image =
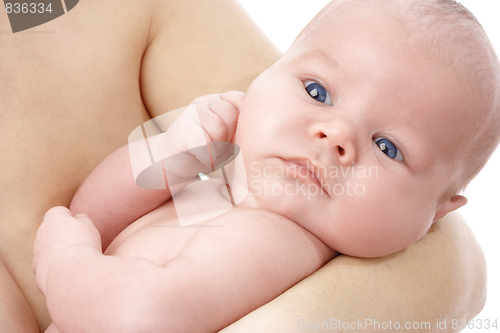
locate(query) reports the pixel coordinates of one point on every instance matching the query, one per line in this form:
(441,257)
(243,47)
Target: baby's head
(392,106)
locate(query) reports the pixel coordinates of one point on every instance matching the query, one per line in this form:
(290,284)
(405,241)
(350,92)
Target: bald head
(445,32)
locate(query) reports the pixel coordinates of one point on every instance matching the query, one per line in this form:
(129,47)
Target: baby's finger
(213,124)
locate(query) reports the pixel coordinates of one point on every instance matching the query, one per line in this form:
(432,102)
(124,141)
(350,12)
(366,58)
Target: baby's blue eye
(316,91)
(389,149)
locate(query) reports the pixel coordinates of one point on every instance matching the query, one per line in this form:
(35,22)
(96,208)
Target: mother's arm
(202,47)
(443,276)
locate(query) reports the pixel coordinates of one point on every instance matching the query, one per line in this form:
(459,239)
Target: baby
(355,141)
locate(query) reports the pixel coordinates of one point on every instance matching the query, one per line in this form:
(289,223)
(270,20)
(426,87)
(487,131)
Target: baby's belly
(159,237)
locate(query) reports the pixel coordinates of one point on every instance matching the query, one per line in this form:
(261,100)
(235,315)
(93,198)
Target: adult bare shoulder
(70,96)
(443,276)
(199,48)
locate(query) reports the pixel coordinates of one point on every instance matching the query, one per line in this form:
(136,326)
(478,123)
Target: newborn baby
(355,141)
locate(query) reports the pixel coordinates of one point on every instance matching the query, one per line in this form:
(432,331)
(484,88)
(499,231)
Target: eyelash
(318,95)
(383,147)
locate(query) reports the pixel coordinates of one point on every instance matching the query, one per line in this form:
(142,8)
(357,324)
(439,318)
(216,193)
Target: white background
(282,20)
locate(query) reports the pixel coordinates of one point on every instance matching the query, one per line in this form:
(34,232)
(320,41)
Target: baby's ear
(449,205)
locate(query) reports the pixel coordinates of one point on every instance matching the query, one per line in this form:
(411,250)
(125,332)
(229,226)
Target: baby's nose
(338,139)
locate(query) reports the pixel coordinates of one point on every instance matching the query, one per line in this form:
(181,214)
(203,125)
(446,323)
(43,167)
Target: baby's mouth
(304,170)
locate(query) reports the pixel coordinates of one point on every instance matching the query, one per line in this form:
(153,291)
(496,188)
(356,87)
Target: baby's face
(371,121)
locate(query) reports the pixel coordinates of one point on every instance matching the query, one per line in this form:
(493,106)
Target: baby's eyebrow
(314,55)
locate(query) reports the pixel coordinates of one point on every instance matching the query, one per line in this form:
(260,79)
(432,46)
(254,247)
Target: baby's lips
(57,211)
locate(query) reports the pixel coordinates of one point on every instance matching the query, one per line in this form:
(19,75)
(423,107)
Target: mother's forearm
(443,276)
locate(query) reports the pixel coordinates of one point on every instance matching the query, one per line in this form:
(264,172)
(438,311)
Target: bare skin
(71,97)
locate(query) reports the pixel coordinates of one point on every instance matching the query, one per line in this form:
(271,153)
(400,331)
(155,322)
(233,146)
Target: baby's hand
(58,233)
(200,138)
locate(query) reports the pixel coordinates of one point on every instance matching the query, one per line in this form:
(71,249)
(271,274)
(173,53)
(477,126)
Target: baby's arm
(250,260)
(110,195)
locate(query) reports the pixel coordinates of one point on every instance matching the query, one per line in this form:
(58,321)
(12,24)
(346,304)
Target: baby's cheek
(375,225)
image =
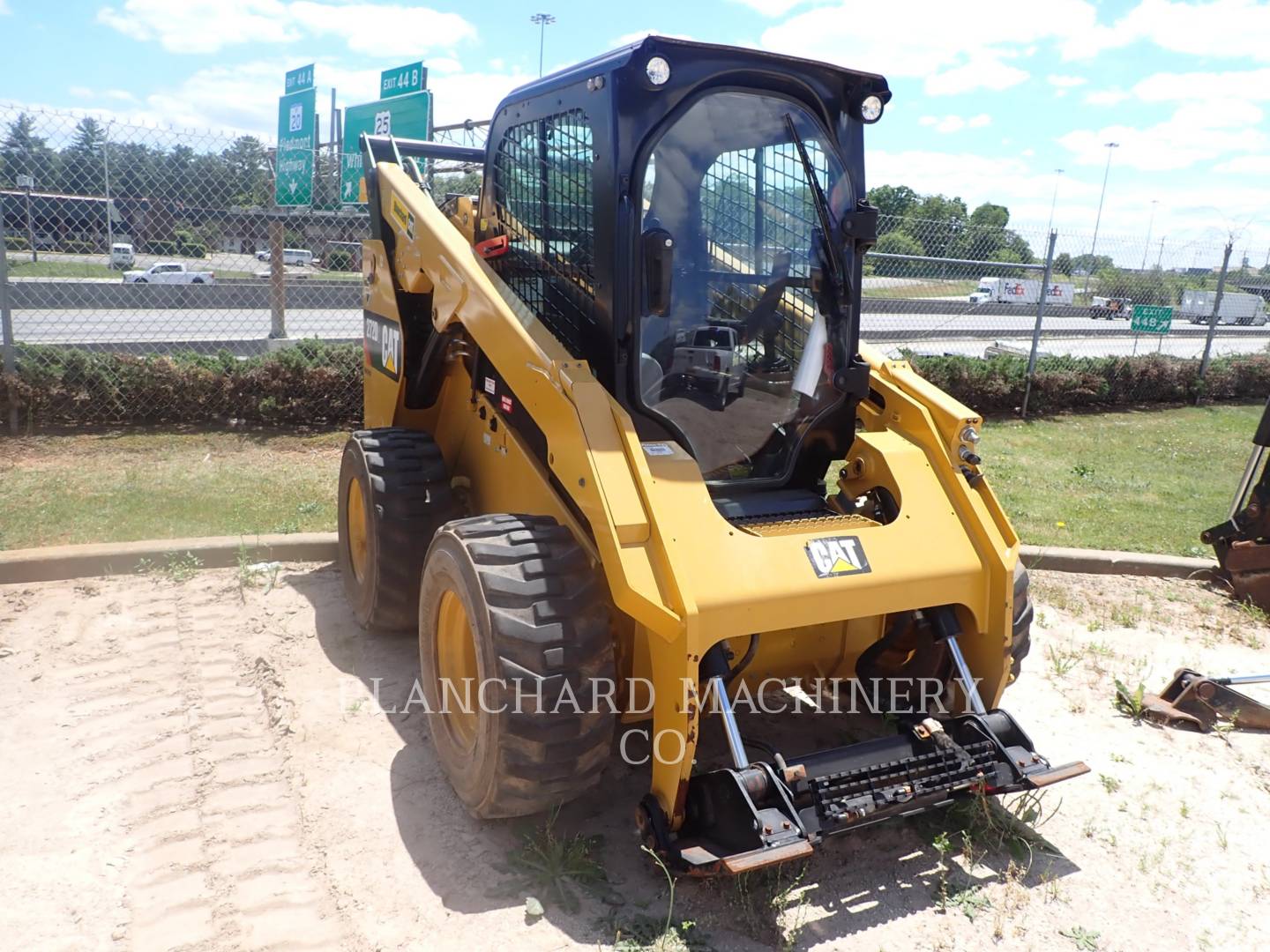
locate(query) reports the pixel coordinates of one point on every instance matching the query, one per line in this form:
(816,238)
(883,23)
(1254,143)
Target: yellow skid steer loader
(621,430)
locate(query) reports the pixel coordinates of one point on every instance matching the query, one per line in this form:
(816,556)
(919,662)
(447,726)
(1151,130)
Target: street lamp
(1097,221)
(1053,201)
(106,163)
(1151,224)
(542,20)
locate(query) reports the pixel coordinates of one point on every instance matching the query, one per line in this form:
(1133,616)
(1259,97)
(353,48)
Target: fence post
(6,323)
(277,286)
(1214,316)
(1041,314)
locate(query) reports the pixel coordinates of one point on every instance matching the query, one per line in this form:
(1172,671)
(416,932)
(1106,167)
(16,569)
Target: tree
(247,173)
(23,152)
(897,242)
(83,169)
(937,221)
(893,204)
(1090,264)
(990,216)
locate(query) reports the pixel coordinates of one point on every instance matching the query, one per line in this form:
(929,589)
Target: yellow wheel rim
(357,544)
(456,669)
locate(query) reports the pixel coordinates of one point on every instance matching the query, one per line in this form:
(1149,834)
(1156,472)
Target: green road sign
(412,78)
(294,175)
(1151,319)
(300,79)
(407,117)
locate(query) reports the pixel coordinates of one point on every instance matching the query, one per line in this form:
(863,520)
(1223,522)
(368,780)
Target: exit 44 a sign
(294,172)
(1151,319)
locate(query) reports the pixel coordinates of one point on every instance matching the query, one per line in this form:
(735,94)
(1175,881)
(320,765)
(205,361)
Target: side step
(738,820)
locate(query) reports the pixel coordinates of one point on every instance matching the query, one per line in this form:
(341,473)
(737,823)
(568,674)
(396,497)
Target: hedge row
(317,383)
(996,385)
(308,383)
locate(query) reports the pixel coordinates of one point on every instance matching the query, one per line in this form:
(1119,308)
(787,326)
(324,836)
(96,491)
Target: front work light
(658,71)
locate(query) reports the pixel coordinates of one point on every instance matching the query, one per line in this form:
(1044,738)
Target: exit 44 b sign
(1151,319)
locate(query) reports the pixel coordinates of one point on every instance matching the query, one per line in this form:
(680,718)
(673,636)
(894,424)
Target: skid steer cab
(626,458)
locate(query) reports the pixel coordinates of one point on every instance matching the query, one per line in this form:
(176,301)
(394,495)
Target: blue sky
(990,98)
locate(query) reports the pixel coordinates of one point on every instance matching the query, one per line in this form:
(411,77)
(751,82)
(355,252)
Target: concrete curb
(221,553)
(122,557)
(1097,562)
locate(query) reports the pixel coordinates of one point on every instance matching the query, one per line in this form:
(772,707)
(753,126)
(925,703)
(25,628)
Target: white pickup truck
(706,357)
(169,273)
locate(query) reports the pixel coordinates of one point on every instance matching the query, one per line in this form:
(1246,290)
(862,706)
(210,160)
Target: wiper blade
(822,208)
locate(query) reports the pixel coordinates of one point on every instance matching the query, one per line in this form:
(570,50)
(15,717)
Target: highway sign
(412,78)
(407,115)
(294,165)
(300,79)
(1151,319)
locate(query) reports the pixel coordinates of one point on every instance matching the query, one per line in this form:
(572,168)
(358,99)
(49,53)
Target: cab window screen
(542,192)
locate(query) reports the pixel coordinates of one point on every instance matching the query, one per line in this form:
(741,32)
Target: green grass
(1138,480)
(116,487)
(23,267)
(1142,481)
::::::::
_What you should do:_
Copy the whole listing above word for word but do not carry over the pictures.

_Complete output:_
image =
locate(query) reports the pixel coordinates of one point on every instance matching the query, one per line in this form:
(441,257)
(243,47)
Target: baby's head
(392,106)
locate(query) reports the pixel coordinates of one point on every instance matching the query, one per line in this form:
(290,284)
(405,241)
(350,92)
Target: bald head
(445,32)
locate(query) reports the pixel coordinates of one point on every instance matching the query, one per line in this form:
(129,47)
Target: baby's finger
(213,124)
locate(query) reports the pixel coordinates of one point on every instance matching the query, one per line in this form:
(432,102)
(124,141)
(350,12)
(366,58)
Target: baby's blue eye
(316,91)
(389,149)
locate(query) reports the pixel coordinates of one point on every instance matching the query, one per line in this form:
(35,22)
(96,208)
Target: mother's arm
(202,47)
(443,276)
locate(query) reports the pixel coordinates of one point on every instance matching the query, one per line in this form:
(459,239)
Target: baby
(355,141)
locate(query) reports the pixel coordinates of one point on every instance matching the query, one per line in this form:
(289,223)
(270,20)
(426,87)
(487,131)
Target: baby's belly
(159,237)
locate(query) reports the pixel coordinates of one point on every instance matching the query, one per line in this form:
(261,100)
(235,315)
(93,198)
Target: adult bare shoulder
(70,96)
(443,276)
(199,48)
locate(query) reports the pixel coordinates of one point on every instance matching the query, one per line in this form:
(136,326)
(478,123)
Target: newborn baby
(355,141)
locate(query) reports the pixel coordinates of one point on every instance matching the query, one per line in this form:
(432,331)
(484,88)
(499,231)
Target: eyelash
(318,95)
(383,147)
locate(query) reports the pixel coordinates of one point on every instance matching the query, one per line in this form:
(142,8)
(357,324)
(439,318)
(216,193)
Target: white background
(282,20)
locate(query) reports the pixel coordinates of one point on every instance matching the query, one per line in this form:
(34,232)
(320,41)
Target: baby's ear
(449,205)
locate(query) reports the pixel coordinates of one point on every instance matching the query, one per line in this form:
(411,250)
(125,332)
(229,226)
Target: baby's nose
(338,139)
locate(query) reports the pixel coordinates of one point on every instance matching the query, one per line in this form:
(181,214)
(203,125)
(446,323)
(43,167)
Target: baby's mouth
(304,170)
locate(query) reports the pixel coordinates of one point on every instance matching the query, one per line in this form:
(153,291)
(496,188)
(356,87)
Target: baby's face
(371,121)
locate(query) reports the pixel coordinates of one point on every instance matching the query, one per line in this form:
(493,106)
Target: baby's eyebrow
(314,55)
locate(query) reports the pixel coordinates of one point on every instance matching the query, one per line in this form:
(260,79)
(432,46)
(254,247)
Target: baby's lips
(57,211)
locate(query) reports the pixel coordinates of one point on every instance matching the query, one per line in this form:
(19,75)
(423,107)
Target: mother's forearm
(443,276)
locate(query) reports the pixel coordinates of one point on every instance matching the query, one per line in this form:
(264,172)
(438,311)
Target: bare skin
(71,97)
locate(query) reports the pixel coordinates of one point on every instance matching the query, one per line in this form:
(271,153)
(400,331)
(155,322)
(233,146)
Target: baby's hand
(58,233)
(200,138)
locate(query) reports the pixel coordinates of one point on every instance matching the query, one per line in this form:
(71,249)
(271,274)
(173,53)
(477,126)
Target: baby's arm
(250,260)
(110,195)
locate(query) reports the pixel coordinates of one point on every instance matching the query, one per line in this form:
(58,321)
(12,24)
(346,304)
Target: baby's cheek
(375,225)
image =
locate(query) reports the pixel coordinates of one point on every instance matching the query, one per line in this form:
(816,238)
(883,23)
(1254,143)
Target: yellow skid steer loader
(621,430)
locate(query) reports the pixel coordinates of one point on every instance matching the query, one per line in this form:
(816,556)
(919,662)
(447,726)
(1151,130)
Target: street lamp
(1097,221)
(1053,201)
(106,163)
(1151,224)
(542,20)
locate(query) reports the pixel coordinates of one point on every instance matching the query, one per line in this form:
(1133,616)
(1259,97)
(353,48)
Target: fence post
(6,323)
(277,286)
(1214,316)
(1041,314)
locate(query) reports the pixel coordinates of one point on every instance matching the query, one per line in this form:
(1172,671)
(416,932)
(1106,167)
(16,569)
Target: tree
(247,173)
(23,152)
(897,242)
(83,169)
(937,221)
(893,204)
(1090,264)
(990,216)
locate(query) reports the pixel coordinates of one point on every instance matching the query, one per line in this form:
(929,589)
Target: yellow wheel rim
(357,544)
(456,669)
locate(query) reports the pixel coordinates of one point on every instance matching the query, one per line in this form:
(1149,834)
(1156,472)
Target: green road sign
(412,78)
(294,175)
(1151,319)
(300,79)
(407,117)
locate(query) reports the pixel coordinates of one point on every instance matching the query, one per line in this form:
(863,520)
(1223,522)
(368,780)
Target: exit 44 a sign
(294,172)
(1151,319)
locate(query) reports the pixel coordinates of one point on every instance matching the query, one per line in this form:
(735,94)
(1175,881)
(320,765)
(205,361)
Target: side step
(738,820)
locate(query) reports the pixel coordinates of one point on every instance matching the query, one per line in this form:
(341,473)
(737,823)
(568,674)
(396,497)
Target: hedge row
(317,383)
(996,385)
(308,383)
locate(query) reports the pixel coordinates of one point on every instance matching the query, one per line in this form:
(1119,308)
(787,326)
(324,836)
(96,491)
Target: front work light
(658,71)
locate(query) reports the pixel coordinates of one point on every instance matching the query, one per line in this form:
(1044,738)
Target: exit 44 b sign
(1151,319)
locate(query) reports the pixel coordinates of one point on every instance matching the query, one per line in this form:
(680,718)
(673,636)
(894,424)
Target: skid steer cab
(626,458)
locate(query) reports the pixel coordinates of one point on every instance matching the query, one per line in this form:
(176,301)
(394,495)
Target: blue sky
(990,98)
locate(query) reports the pixel coordinates of one point on every instance matching the query, one per line in this form:
(411,77)
(751,82)
(355,252)
Target: concrete curb
(221,553)
(122,557)
(1097,562)
locate(query) reports the pixel coordinates of one point on every instance matching the query, one per line in this form:
(772,707)
(753,126)
(925,703)
(25,628)
Target: white pickup truck
(706,357)
(169,273)
locate(query) reports the pixel coordinates of one point on every instance matching the query, one per line in this form:
(1246,290)
(862,706)
(210,160)
Target: wiper blade
(822,208)
locate(query) reports the pixel coordinates of one point on every instance matching the query, one per line in this form:
(570,50)
(15,717)
Target: highway sign
(412,78)
(407,115)
(294,165)
(300,79)
(1151,319)
locate(query) reports the pixel coordinates of one point on every instance matching the query, one per line in this form:
(572,168)
(358,99)
(49,53)
Target: cab window screen
(542,192)
locate(query) reports the pixel coordinates of one point on every instance matching the query, one per line in this form:
(741,32)
Target: green grass
(1138,480)
(116,487)
(23,267)
(1142,481)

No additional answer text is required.